## To be done
Copy every line of the data below verbatim, omitting the pictures.

— START Data entries —

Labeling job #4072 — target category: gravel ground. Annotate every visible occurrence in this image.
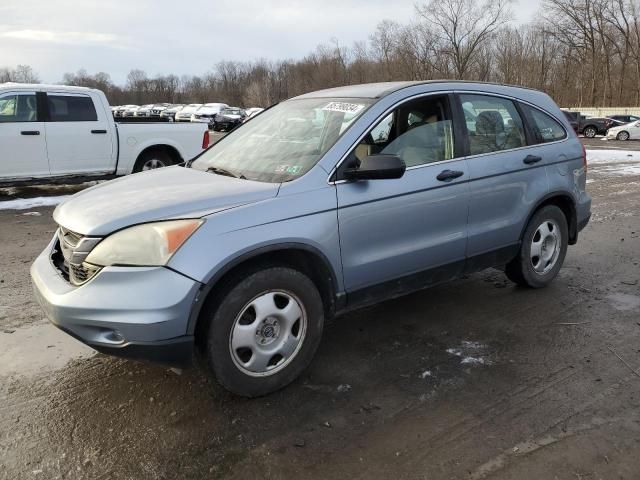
[0,140,640,480]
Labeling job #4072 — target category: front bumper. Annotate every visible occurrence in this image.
[31,242,201,367]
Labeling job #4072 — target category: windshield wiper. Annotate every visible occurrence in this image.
[207,167,247,180]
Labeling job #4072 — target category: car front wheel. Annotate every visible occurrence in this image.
[582,127,598,138]
[505,205,569,288]
[616,132,629,141]
[205,267,324,397]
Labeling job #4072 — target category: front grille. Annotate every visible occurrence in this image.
[51,227,101,286]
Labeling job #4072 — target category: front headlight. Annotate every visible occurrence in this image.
[86,220,204,267]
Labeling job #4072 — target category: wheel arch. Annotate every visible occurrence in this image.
[616,130,631,140]
[520,191,578,245]
[135,143,182,163]
[187,243,339,346]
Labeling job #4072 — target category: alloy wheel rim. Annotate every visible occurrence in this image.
[142,158,166,170]
[529,220,562,275]
[229,290,308,377]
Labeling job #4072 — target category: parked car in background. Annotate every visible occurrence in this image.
[607,120,640,140]
[160,103,185,122]
[0,83,209,184]
[31,81,591,397]
[607,115,640,128]
[121,105,141,118]
[562,110,580,133]
[133,103,153,117]
[149,103,171,117]
[213,107,247,132]
[174,103,202,122]
[191,103,228,127]
[113,105,137,118]
[578,116,610,138]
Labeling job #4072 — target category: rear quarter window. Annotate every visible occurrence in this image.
[520,104,567,144]
[47,95,98,122]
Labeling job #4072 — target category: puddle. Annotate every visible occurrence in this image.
[447,340,492,365]
[0,323,96,377]
[607,293,640,312]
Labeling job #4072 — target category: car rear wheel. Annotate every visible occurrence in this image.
[133,150,176,173]
[505,205,569,288]
[582,126,598,138]
[616,132,629,141]
[204,267,324,397]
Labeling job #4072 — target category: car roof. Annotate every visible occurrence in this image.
[0,82,95,92]
[294,80,532,99]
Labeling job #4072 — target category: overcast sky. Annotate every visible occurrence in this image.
[0,0,541,83]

— END Data entries —

## Expected answer
Labeling job #4072 — target category: gravel ground. Annotate every visible occurrence in this image.
[0,140,640,480]
Labeling job #4072 — target category: front bumper. Annotate every visible occurrence in this image.
[31,242,201,367]
Labeling job #4072 — target category: windshield wiper. Annotate every visible occurrence in this image.
[207,167,247,180]
Labeling job #4072 — target category: car front wheel. Annotate every visible occurrence in this image.
[582,127,598,138]
[505,205,569,288]
[616,132,629,141]
[205,267,324,397]
Labeling job #4072 — target category: front grille. Annotate every visible occurrence in this image.
[51,227,101,286]
Labeling job #4072 — target category: front headlight. Annotate every visible occurrence in this image.
[86,220,204,267]
Labeling job #4072 — target category: wheel arch. Annotate every visible occurrence in this image.
[616,130,631,140]
[520,191,578,245]
[135,143,182,163]
[187,243,339,346]
Labeling job #4072 — target category: alloy wheel rim. Annotate every visible occurrence in this image.
[142,158,166,170]
[529,220,562,275]
[229,290,308,377]
Labeling job #4072 — target category: parked car in background. Annotate every visible occurrence in this image.
[607,120,640,140]
[160,103,185,122]
[0,83,209,184]
[31,81,591,397]
[607,115,640,128]
[121,105,141,118]
[562,110,580,133]
[133,103,153,117]
[149,103,171,117]
[213,107,247,132]
[174,103,202,122]
[191,103,228,127]
[113,105,137,118]
[578,116,610,138]
Labeling job #4072 — target category: rear quarter window. Annotate every visible occurrence in this image.
[520,104,567,144]
[47,95,98,122]
Labeling job #4072 — target category: puddle. Annotate every visible occurrence in this image.
[447,340,492,365]
[0,323,96,377]
[607,293,640,312]
Labeling job #4072 — target category: car rear wheel. Annotate every visible occurrence in this image.
[133,150,176,173]
[505,205,569,288]
[582,126,598,138]
[616,132,629,141]
[204,267,324,397]
Labeling job #4072 — target category: car roof. Annotate every visible occurrence in this image.
[0,82,95,92]
[294,80,532,99]
Labeling job #4072 — target category: overcast sky. Annotate every visible occurrence in this image.
[0,0,541,83]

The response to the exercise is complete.